Saturday, July 28, 2007

Two weekends in one



Two weekends ago had one of those packed weekends that makes it worthwhile being in London for, and also curse the cardinal rule of London social life that all your friends book things for the same night. Still, as it coincided with Ana visiting, I at least got to show her what London is like when it gets down to business. We started on Thursday for Andy's birthday at Freud's. Andy was a bit worried beforehand that the smoking ban was going to affect this old (21 years!) London nightspot. Unduly as it turns out, this place was still jam-packed, with all the staff doing their "Cocktail" routine and the continental feel as big as ever. I remember Freud was one of the bars I went to the first time I lived in London (1999) and loved it then. Piece of home from home as it has the grimy, intelectual feel of some of Porto's nightspots.Ana tried a Mojito for the first time, after downing a Caipirinha in one gulp but still managed to stay upright. Where does she put it all?!


Friday both of us had things to do during the day but convened in the evening to go to the V&A Surreal Things exhibition. This was fantastic, but difficult to take in a couple of hours, not only because of the size but also because of the emotional intensity of some of the pieces. After the exhibition we went to Kulu Kulu, my favourite conveyor-belt Japanese restaurant, where we stuffed ourselves beyond capacity. Back home as on Saturday we had an early start.

REQUEST 1 ▸
State how many lines of the records contain the word "blue". Give only the number.
The records that follow are unrelated to the London weekend blog post.

SUPPLIED MATERIAL ▸
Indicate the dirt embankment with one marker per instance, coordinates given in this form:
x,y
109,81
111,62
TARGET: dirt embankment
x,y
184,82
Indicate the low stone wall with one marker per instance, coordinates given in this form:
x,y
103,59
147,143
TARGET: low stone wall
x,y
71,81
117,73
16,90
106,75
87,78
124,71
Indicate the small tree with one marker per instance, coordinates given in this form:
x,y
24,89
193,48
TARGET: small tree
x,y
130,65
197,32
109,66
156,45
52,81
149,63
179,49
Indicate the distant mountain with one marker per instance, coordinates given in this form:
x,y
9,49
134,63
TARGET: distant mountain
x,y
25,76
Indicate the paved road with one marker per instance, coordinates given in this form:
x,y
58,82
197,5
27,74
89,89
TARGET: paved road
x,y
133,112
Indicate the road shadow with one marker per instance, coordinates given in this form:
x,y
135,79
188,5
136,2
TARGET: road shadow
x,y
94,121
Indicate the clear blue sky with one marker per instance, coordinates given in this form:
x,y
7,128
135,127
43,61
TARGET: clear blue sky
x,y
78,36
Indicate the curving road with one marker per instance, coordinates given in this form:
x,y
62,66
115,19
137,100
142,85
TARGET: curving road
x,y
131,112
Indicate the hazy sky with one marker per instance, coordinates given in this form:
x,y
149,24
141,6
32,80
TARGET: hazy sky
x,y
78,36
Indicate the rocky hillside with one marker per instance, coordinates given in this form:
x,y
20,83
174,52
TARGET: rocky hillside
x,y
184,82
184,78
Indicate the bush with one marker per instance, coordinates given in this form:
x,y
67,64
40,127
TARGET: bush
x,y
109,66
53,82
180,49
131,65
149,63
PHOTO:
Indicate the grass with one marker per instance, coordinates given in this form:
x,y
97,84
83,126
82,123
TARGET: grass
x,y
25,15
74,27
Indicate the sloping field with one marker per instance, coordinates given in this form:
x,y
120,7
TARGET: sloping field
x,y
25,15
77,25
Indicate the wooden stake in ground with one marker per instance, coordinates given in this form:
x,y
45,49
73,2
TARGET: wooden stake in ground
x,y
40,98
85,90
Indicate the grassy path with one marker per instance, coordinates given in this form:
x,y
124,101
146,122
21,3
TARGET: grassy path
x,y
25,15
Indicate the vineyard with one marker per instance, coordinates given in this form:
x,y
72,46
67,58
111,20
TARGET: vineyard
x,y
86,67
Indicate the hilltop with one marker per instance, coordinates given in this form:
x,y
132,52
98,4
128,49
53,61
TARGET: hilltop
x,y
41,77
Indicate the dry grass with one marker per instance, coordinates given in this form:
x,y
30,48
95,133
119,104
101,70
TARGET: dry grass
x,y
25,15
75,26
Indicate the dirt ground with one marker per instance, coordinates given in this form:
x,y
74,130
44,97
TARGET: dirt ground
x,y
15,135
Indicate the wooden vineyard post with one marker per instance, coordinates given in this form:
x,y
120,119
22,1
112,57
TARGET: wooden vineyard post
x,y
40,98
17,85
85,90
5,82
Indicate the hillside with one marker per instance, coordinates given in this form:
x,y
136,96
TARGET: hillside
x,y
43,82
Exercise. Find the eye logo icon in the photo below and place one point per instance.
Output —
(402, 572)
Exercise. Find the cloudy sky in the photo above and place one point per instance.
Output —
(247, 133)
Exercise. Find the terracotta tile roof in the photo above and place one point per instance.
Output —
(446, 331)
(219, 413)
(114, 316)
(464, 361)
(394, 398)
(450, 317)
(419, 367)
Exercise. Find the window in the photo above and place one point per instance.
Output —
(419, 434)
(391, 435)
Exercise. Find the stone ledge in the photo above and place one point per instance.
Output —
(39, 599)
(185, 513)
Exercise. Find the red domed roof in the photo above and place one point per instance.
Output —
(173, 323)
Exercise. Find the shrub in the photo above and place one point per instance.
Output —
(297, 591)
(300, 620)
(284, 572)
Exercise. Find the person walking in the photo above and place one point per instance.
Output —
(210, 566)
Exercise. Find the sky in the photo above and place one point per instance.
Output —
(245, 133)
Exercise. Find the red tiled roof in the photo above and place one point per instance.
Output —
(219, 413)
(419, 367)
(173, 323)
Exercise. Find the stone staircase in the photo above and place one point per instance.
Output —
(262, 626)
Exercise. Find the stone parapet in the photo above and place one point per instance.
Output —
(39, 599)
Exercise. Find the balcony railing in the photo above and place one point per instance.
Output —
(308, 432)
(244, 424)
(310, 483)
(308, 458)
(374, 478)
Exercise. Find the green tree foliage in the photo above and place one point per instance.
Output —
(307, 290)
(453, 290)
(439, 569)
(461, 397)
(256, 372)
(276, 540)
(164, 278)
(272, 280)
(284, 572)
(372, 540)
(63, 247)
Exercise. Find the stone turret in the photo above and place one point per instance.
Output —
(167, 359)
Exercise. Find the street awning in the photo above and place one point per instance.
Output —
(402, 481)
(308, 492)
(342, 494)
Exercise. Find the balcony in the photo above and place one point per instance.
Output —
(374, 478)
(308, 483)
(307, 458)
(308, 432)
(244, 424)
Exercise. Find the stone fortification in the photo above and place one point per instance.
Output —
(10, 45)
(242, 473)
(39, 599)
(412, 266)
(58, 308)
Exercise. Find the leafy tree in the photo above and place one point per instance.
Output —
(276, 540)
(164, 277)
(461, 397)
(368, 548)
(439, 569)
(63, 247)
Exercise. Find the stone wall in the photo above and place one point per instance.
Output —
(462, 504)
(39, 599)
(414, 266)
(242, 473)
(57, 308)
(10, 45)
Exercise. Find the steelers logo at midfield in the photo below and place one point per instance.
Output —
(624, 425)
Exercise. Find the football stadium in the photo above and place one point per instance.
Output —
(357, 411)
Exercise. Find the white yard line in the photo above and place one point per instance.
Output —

REQUEST 2 ▸
Resume the London weekend blog post from the point at which it stops.

RESULT 1 ▸
2

RESULT 2 ▸
Saturday got up at 7 to go to Cambridge for a volunteering day at the Zoology Museum Forest Day. 6 hours of great fun with kids of all ages making butterflies, frogs and birds-of-paradise. Then meeting with a friend for a catch-up on Jesus Green. Managed to catch the planned train down to London, and took delivery of two chests of drawers and three chairs that friends are lending me while they go travelling around the world (gratitude seriously conflicting with insane jealousy here). As I was already dressed to go out to the party we were late for, this had the result of my carrying the furniture from the van to the door in a floaty and plunging (afterwards I put in a safety-pin) party dress and unbuckled high-heeled shoes. Needless to say one of my shoes came off in front of the boozy lads who were watching the show. One of them, before I could stop him, promptly went down on one knee to buckle my shoe. Without of course letting go of his beer, which put a bit of a damper on the romance of it all. Plus his very considerable beer belly of course. Then rushed to Roy and Tom's barbecue in Oval, only managing to get there for the after-party which was a lovely chilled conversation in their fabulous garden, sipping Calvados.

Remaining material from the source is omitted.